• _TASK DESCRIPTION_
Please use the guidebook description below to explain why it urges readers to escape to the Bay Area Ridge Trail. Answer in one to three sentences.

• _PAGE EXCERPT_
§
Autor Elizabeth Byers
en Limba Engleză Paperback – mai 2019

Find Solitude and Dramatic Views Around San Francisco Bay

Everyone needs a break from their daily life. Escape to the oak-studded grasslands and tranquil forests of the Bay Area Ridge Trail. Hike, bike, or ride through nine counties with the official guide endorsed by the Bay Area Ridge Trail Council. Discover dramatic coastlines, a range of ecosystems, former Mexican ranchos, vistas that inspired Spanish explorers, and more.

Join author Elizabeth Byers--a founding board member of the council--and Jean Rusmore, and choose from 75 trail segments on a network of paths that ring San Francisco Bay. Make your way through parks and public lands like Mount Tamalpais State Park and Sierra Azul Open Space Preserve. Trips range from a 2.5-mile excursion over the Benicia-Martinez Bridge to a 12.5-mile traverse of Bolinas Ridge. You can also link several trips together to create a continuous trek that is 20, 40, or even 80 miles long.
§
• _RECORDS_
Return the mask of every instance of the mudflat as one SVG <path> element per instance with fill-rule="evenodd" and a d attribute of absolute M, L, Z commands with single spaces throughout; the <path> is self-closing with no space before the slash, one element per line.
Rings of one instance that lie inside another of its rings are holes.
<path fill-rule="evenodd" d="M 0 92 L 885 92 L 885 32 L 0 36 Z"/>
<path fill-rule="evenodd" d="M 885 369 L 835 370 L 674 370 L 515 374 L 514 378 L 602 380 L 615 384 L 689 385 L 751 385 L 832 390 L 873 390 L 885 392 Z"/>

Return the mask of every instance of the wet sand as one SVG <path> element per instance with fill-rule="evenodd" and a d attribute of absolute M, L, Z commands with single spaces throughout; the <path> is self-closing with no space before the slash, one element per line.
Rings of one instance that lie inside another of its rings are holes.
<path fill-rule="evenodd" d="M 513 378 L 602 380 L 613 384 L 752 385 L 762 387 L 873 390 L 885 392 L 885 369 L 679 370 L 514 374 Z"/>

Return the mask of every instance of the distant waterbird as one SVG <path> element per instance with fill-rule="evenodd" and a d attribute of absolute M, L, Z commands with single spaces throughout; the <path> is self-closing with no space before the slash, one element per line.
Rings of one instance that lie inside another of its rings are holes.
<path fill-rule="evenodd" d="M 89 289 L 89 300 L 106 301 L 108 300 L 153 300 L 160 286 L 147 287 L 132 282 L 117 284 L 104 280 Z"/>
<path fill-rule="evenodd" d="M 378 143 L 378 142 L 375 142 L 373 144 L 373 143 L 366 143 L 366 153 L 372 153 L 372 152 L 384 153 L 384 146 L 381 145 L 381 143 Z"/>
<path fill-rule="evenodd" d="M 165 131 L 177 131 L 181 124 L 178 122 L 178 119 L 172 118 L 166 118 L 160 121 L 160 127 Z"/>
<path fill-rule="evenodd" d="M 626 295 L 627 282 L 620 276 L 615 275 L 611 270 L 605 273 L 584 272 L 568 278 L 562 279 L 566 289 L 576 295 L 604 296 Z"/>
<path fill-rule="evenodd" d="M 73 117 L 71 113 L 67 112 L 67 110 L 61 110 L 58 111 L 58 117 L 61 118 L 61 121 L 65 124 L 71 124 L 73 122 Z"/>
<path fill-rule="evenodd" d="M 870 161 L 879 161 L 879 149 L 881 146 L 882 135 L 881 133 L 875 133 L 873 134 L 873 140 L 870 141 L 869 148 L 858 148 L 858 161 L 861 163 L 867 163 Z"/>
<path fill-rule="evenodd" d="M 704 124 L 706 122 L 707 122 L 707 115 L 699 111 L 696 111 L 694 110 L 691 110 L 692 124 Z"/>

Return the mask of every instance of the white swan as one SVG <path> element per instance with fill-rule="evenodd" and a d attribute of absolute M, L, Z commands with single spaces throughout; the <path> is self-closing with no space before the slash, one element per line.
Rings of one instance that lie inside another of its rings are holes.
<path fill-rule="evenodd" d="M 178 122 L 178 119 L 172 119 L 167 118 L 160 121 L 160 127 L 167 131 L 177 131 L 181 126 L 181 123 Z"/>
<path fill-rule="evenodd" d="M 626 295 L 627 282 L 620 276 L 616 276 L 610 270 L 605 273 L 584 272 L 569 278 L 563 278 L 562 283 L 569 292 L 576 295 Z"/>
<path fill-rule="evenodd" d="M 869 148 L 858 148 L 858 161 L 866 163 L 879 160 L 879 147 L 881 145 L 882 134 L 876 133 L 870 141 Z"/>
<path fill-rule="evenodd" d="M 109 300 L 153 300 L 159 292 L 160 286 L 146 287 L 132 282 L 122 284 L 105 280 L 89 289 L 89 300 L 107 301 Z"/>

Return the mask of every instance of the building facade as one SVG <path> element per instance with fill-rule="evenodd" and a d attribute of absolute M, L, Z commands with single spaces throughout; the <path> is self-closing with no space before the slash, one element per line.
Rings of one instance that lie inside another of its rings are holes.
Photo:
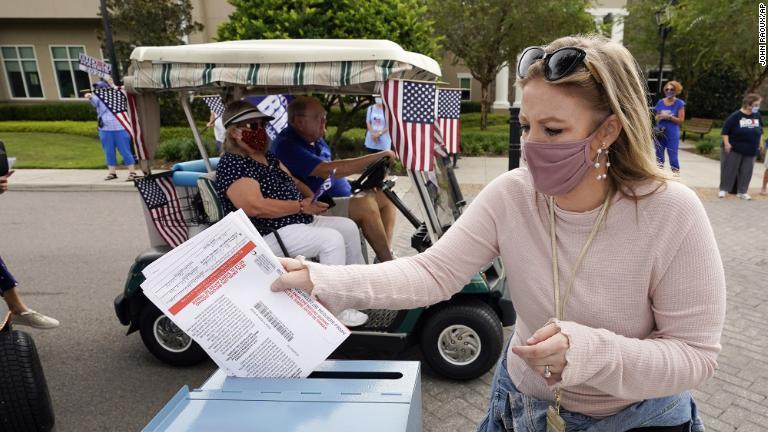
<path fill-rule="evenodd" d="M 226 0 L 191 0 L 193 19 L 204 29 L 189 36 L 189 43 L 213 41 L 219 24 L 234 7 Z M 612 39 L 623 39 L 622 16 L 626 0 L 600 0 L 589 12 L 598 22 L 610 17 Z M 0 103 L 78 102 L 97 79 L 78 69 L 85 53 L 106 59 L 97 32 L 102 28 L 99 0 L 2 0 L 0 7 Z M 460 59 L 442 59 L 442 80 L 462 89 L 462 99 L 480 100 L 480 83 Z M 514 67 L 512 68 L 514 70 Z M 491 88 L 494 109 L 506 110 L 514 100 L 514 73 L 509 67 L 497 75 Z"/>

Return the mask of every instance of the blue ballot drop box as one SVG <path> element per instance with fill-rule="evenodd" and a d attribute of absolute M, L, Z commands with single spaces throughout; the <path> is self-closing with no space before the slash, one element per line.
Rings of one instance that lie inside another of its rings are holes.
<path fill-rule="evenodd" d="M 184 386 L 144 431 L 421 431 L 419 362 L 328 360 L 304 379 L 219 369 Z"/>

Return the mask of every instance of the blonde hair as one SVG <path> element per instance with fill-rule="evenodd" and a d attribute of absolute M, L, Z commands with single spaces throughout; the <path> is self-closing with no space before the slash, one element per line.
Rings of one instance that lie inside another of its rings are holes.
<path fill-rule="evenodd" d="M 637 61 L 621 44 L 596 35 L 563 37 L 545 46 L 544 51 L 551 53 L 564 47 L 583 49 L 587 53 L 585 65 L 558 81 L 546 82 L 583 98 L 595 111 L 595 127 L 610 114 L 616 114 L 622 126 L 610 147 L 611 167 L 607 174 L 611 190 L 633 200 L 656 192 L 666 177 L 656 165 L 648 92 Z M 517 85 L 523 88 L 535 79 L 544 79 L 544 62 L 531 65 L 525 78 L 518 77 Z M 647 194 L 637 195 L 635 187 L 649 181 L 659 185 Z"/>
<path fill-rule="evenodd" d="M 679 82 L 672 80 L 668 81 L 666 85 L 671 85 L 675 89 L 675 94 L 678 95 L 683 92 L 683 85 Z"/>

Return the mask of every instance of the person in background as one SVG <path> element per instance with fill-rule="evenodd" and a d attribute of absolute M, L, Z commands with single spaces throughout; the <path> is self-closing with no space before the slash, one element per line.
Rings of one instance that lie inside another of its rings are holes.
<path fill-rule="evenodd" d="M 13 174 L 9 171 L 7 175 L 0 176 L 0 194 L 8 190 L 8 177 Z M 13 277 L 8 267 L 0 257 L 0 296 L 3 297 L 8 309 L 13 314 L 13 324 L 25 325 L 38 329 L 52 329 L 59 326 L 59 321 L 40 312 L 30 309 L 22 301 L 16 287 L 19 283 Z"/>
<path fill-rule="evenodd" d="M 717 369 L 723 264 L 696 193 L 656 165 L 640 70 L 598 36 L 526 49 L 527 168 L 494 179 L 423 253 L 282 259 L 272 289 L 332 311 L 411 309 L 500 257 L 517 322 L 480 431 L 703 431 L 690 390 Z"/>
<path fill-rule="evenodd" d="M 318 257 L 324 264 L 361 264 L 360 232 L 348 218 L 322 216 L 328 204 L 313 201 L 313 191 L 296 180 L 268 149 L 271 120 L 246 101 L 230 103 L 222 115 L 224 155 L 216 169 L 216 192 L 227 213 L 242 209 L 272 251 Z M 368 315 L 354 309 L 337 314 L 347 327 L 363 325 Z"/>
<path fill-rule="evenodd" d="M 392 137 L 389 136 L 384 103 L 380 96 L 376 96 L 374 104 L 368 107 L 365 124 L 368 128 L 365 133 L 365 149 L 368 153 L 378 153 L 392 148 Z"/>
<path fill-rule="evenodd" d="M 221 156 L 224 153 L 224 137 L 226 135 L 226 129 L 224 129 L 224 122 L 221 116 L 217 116 L 216 113 L 211 111 L 211 117 L 208 119 L 209 128 L 213 128 L 213 137 L 216 140 L 216 151 Z"/>
<path fill-rule="evenodd" d="M 680 147 L 680 125 L 685 121 L 685 102 L 677 95 L 683 91 L 683 86 L 677 81 L 669 81 L 664 86 L 664 98 L 656 102 L 657 133 L 656 162 L 664 168 L 664 150 L 669 155 L 669 166 L 672 175 L 680 176 L 680 161 L 677 152 Z"/>
<path fill-rule="evenodd" d="M 288 126 L 275 138 L 272 151 L 296 178 L 312 190 L 317 190 L 336 170 L 336 178 L 328 190 L 336 203 L 330 213 L 355 221 L 376 253 L 376 259 L 389 261 L 394 258 L 395 206 L 380 190 L 352 196 L 346 176 L 361 173 L 368 165 L 384 157 L 393 161 L 395 153 L 384 150 L 353 159 L 331 160 L 331 148 L 323 139 L 326 115 L 317 99 L 297 97 L 288 105 Z"/>
<path fill-rule="evenodd" d="M 763 141 L 763 119 L 760 117 L 762 98 L 756 93 L 748 93 L 741 101 L 741 108 L 723 123 L 723 156 L 725 162 L 721 169 L 719 198 L 724 198 L 736 183 L 736 196 L 751 200 L 747 193 L 755 159 Z M 765 187 L 765 183 L 763 183 Z"/>
<path fill-rule="evenodd" d="M 95 88 L 109 87 L 107 81 L 101 80 L 96 83 Z M 85 97 L 96 108 L 96 114 L 99 122 L 99 139 L 104 149 L 104 155 L 107 158 L 107 176 L 104 180 L 114 180 L 117 178 L 117 155 L 115 150 L 120 152 L 123 157 L 123 164 L 128 167 L 128 178 L 125 181 L 136 179 L 136 160 L 133 158 L 131 149 L 131 136 L 123 128 L 123 125 L 117 121 L 112 111 L 102 102 L 98 96 L 93 93 L 86 93 Z"/>

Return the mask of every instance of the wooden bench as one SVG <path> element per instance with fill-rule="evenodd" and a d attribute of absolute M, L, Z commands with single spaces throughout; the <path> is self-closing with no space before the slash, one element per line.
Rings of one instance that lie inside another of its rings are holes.
<path fill-rule="evenodd" d="M 692 119 L 683 123 L 683 141 L 685 141 L 685 133 L 693 132 L 699 134 L 699 138 L 704 138 L 704 135 L 708 134 L 712 130 L 712 119 L 703 119 L 693 117 Z"/>

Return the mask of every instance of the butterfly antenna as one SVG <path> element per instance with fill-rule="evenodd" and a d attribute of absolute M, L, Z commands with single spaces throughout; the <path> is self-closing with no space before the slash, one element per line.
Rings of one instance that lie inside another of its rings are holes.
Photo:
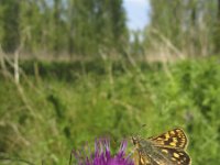
<path fill-rule="evenodd" d="M 140 134 L 141 134 L 141 132 L 143 131 L 143 129 L 145 129 L 146 128 L 146 124 L 142 124 L 141 125 L 141 128 L 140 128 L 140 130 L 135 133 L 135 135 L 133 134 L 132 136 L 131 136 L 131 139 L 132 139 L 132 141 L 134 142 L 135 141 L 135 139 L 138 138 L 140 138 Z M 136 136 L 136 138 L 135 138 Z"/>

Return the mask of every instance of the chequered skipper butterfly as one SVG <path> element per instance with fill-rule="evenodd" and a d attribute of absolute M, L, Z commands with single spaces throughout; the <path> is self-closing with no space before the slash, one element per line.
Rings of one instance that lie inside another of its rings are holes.
<path fill-rule="evenodd" d="M 190 165 L 190 157 L 185 152 L 187 136 L 182 129 L 146 140 L 133 136 L 132 141 L 136 147 L 135 165 Z"/>

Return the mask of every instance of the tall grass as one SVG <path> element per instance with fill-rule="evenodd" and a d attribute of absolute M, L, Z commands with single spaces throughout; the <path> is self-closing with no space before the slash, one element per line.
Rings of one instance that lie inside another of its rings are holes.
<path fill-rule="evenodd" d="M 220 163 L 219 59 L 165 67 L 37 62 L 37 75 L 33 66 L 21 64 L 22 92 L 1 75 L 0 160 L 68 164 L 72 148 L 84 142 L 103 135 L 120 141 L 146 124 L 145 138 L 182 127 L 194 165 Z"/>

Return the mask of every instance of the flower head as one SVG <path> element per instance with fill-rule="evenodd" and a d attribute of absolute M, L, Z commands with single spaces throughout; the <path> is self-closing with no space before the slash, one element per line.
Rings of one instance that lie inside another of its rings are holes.
<path fill-rule="evenodd" d="M 85 151 L 74 152 L 77 165 L 134 165 L 132 158 L 125 155 L 127 141 L 121 142 L 117 154 L 110 152 L 110 141 L 108 139 L 97 140 L 95 152 L 85 155 Z"/>

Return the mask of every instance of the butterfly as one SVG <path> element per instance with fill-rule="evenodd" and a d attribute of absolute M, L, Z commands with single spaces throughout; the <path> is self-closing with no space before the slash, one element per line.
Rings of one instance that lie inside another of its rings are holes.
<path fill-rule="evenodd" d="M 134 165 L 190 165 L 190 157 L 185 152 L 188 140 L 182 129 L 148 139 L 133 136 L 132 141 Z"/>

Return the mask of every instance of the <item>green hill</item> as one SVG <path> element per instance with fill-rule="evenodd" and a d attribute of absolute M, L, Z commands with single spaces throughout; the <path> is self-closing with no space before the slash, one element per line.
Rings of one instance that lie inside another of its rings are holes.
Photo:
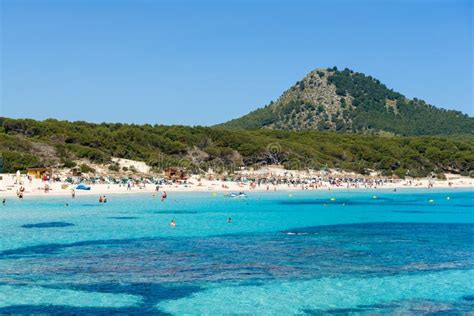
<path fill-rule="evenodd" d="M 116 170 L 112 157 L 144 161 L 154 170 L 181 165 L 195 172 L 283 164 L 358 173 L 426 176 L 474 170 L 474 137 L 400 137 L 270 129 L 92 124 L 0 118 L 3 172 L 38 166 L 71 168 L 81 161 Z M 87 166 L 83 166 L 87 169 Z"/>
<path fill-rule="evenodd" d="M 410 100 L 371 76 L 334 67 L 310 72 L 276 102 L 219 127 L 453 135 L 474 134 L 474 118 Z"/>

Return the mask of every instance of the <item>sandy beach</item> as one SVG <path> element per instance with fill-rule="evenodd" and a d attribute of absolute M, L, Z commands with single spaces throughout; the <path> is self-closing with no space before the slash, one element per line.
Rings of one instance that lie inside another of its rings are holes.
<path fill-rule="evenodd" d="M 150 193 L 161 194 L 166 192 L 251 192 L 251 191 L 301 191 L 301 190 L 366 190 L 366 189 L 407 189 L 407 188 L 473 188 L 474 179 L 458 175 L 446 175 L 446 180 L 433 179 L 404 179 L 390 180 L 382 184 L 359 184 L 338 185 L 329 181 L 311 181 L 310 179 L 295 178 L 303 183 L 261 183 L 260 185 L 251 181 L 222 181 L 203 179 L 192 176 L 186 182 L 167 184 L 154 184 L 143 182 L 131 182 L 130 187 L 126 184 L 116 183 L 87 183 L 90 190 L 77 190 L 77 184 L 69 184 L 63 181 L 43 181 L 41 179 L 29 180 L 25 175 L 21 176 L 20 184 L 14 174 L 1 174 L 0 197 L 16 197 L 18 190 L 24 188 L 24 197 L 30 196 L 70 196 L 75 191 L 76 196 L 83 195 L 108 195 L 108 194 L 135 194 Z M 48 188 L 45 190 L 45 187 Z"/>

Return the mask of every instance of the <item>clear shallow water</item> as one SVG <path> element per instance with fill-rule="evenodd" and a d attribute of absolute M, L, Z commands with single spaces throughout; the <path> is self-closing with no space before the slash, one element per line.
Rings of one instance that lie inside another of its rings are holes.
<path fill-rule="evenodd" d="M 108 200 L 0 207 L 0 313 L 474 310 L 473 191 Z"/>

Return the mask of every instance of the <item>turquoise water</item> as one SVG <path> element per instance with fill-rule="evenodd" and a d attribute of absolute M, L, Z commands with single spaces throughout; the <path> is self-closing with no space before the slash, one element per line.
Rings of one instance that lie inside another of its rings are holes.
<path fill-rule="evenodd" d="M 473 203 L 472 190 L 9 199 L 0 313 L 471 312 Z"/>

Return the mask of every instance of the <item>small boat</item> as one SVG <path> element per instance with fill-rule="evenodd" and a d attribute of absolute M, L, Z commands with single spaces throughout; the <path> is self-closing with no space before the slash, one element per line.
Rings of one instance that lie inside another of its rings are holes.
<path fill-rule="evenodd" d="M 229 196 L 230 197 L 247 197 L 247 194 L 245 194 L 244 192 L 239 192 L 239 193 L 231 193 Z"/>
<path fill-rule="evenodd" d="M 88 190 L 90 190 L 90 189 L 91 189 L 90 186 L 87 186 L 87 185 L 85 185 L 85 184 L 83 184 L 83 183 L 78 184 L 78 185 L 76 186 L 76 190 L 87 190 L 87 191 L 88 191 Z"/>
§
• _REPLY_
The description urges this escape because everyone needs a break from their daily life. The trail offers that break through its oak-studded grasslands and tranquil forests.